───── GIVEN DATA ─────

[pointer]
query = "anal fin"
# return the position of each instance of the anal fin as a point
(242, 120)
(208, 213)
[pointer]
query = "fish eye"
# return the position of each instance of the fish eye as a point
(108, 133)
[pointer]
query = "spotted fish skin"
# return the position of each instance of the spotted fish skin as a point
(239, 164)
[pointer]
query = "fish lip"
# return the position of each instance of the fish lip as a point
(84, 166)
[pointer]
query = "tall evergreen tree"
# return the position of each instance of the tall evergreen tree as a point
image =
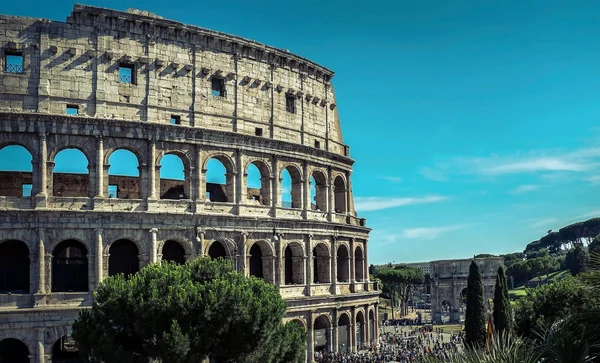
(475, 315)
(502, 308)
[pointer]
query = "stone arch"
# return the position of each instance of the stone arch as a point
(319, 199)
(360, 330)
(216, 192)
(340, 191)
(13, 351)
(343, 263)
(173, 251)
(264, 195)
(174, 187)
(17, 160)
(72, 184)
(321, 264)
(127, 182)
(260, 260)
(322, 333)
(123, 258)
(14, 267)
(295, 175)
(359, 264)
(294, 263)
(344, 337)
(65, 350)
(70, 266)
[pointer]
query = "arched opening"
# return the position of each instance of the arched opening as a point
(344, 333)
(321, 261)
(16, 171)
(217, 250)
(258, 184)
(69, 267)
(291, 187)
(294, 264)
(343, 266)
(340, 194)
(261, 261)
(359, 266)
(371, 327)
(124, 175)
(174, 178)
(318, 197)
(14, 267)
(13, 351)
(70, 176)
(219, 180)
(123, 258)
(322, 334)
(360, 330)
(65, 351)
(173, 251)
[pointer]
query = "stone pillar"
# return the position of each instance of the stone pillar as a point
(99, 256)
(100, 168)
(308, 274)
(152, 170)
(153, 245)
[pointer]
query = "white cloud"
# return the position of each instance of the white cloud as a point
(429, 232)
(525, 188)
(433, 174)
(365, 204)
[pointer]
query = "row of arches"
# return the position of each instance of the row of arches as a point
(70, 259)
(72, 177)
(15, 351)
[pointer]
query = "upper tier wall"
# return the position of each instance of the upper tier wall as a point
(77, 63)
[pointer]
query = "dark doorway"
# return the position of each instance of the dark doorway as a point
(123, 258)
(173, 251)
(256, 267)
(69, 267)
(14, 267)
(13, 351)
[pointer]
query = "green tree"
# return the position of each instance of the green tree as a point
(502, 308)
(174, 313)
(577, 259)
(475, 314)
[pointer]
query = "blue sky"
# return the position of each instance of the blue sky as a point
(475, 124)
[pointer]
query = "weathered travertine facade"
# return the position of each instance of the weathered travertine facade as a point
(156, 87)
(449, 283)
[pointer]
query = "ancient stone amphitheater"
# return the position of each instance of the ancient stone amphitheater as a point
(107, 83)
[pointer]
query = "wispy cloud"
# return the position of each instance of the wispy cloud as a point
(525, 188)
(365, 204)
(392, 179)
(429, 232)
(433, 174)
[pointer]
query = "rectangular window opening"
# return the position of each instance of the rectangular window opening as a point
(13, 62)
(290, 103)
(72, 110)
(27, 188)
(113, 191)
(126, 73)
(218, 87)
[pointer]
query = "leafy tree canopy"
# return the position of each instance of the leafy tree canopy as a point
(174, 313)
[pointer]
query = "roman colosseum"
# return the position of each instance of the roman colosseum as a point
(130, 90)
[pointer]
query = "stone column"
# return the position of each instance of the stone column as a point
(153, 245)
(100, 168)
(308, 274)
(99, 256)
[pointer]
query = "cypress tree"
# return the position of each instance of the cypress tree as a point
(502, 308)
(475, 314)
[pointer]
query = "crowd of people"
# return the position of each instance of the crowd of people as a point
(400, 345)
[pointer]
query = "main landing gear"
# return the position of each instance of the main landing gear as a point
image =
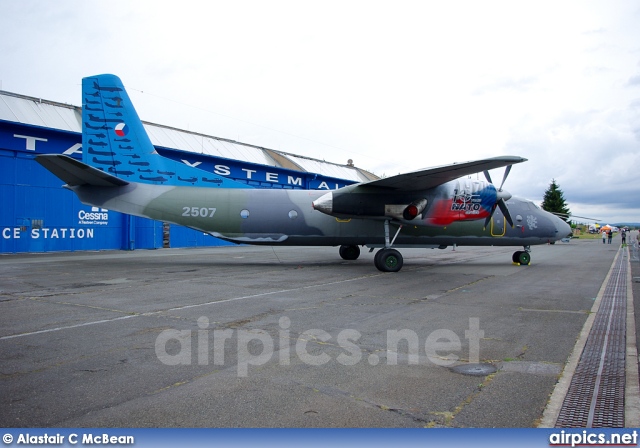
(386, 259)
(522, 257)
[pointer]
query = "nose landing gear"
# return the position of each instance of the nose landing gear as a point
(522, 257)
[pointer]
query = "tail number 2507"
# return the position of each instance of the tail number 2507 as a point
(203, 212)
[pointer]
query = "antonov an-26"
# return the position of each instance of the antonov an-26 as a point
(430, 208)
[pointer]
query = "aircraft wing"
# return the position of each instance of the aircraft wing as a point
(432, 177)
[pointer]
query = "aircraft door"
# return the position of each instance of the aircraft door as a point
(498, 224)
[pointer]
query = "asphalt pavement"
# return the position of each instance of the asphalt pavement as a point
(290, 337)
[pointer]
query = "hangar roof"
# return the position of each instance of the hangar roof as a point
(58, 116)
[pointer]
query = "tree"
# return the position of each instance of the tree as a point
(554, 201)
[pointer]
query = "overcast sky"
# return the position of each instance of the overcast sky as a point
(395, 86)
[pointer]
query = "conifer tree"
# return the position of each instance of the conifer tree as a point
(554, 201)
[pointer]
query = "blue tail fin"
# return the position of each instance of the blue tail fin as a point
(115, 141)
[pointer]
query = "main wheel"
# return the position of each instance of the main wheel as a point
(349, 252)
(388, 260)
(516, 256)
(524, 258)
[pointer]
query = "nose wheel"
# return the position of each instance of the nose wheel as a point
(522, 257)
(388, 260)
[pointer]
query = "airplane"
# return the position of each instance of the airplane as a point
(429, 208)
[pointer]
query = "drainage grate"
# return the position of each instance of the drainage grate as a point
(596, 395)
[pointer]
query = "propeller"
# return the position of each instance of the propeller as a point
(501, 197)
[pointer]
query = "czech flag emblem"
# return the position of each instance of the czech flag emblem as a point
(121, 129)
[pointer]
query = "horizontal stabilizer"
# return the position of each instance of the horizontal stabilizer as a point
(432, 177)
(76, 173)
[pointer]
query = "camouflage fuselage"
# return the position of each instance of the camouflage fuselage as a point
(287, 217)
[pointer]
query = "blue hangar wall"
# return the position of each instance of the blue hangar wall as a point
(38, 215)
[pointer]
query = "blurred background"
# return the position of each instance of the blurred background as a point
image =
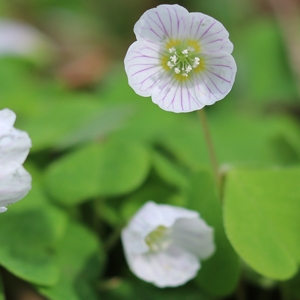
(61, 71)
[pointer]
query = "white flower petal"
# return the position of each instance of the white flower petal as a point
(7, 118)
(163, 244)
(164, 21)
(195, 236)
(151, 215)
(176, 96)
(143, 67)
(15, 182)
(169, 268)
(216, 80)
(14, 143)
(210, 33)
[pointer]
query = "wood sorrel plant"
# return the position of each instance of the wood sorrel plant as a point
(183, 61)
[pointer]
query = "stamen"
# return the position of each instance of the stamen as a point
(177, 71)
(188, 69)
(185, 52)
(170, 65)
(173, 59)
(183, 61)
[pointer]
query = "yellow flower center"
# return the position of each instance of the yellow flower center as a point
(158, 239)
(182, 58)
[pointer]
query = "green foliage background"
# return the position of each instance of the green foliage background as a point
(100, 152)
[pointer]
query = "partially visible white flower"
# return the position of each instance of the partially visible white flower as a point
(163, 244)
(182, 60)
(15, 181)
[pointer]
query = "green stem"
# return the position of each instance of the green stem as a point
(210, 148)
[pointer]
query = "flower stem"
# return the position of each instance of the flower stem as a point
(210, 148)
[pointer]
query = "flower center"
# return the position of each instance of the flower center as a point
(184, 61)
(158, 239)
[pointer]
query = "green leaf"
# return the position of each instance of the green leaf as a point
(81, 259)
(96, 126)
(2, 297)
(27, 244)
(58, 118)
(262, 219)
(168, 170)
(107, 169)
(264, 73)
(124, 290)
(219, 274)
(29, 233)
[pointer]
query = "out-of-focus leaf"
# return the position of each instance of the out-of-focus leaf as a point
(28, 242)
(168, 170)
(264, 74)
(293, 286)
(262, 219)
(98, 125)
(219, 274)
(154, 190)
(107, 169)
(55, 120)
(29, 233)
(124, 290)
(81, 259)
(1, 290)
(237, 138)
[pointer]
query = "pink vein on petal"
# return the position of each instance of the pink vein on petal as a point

─────

EXERCISE AIM: Go through the entries above and report how many lines hold the word "vein". Nothing but the number is needed.

ANSWER SECTION: 2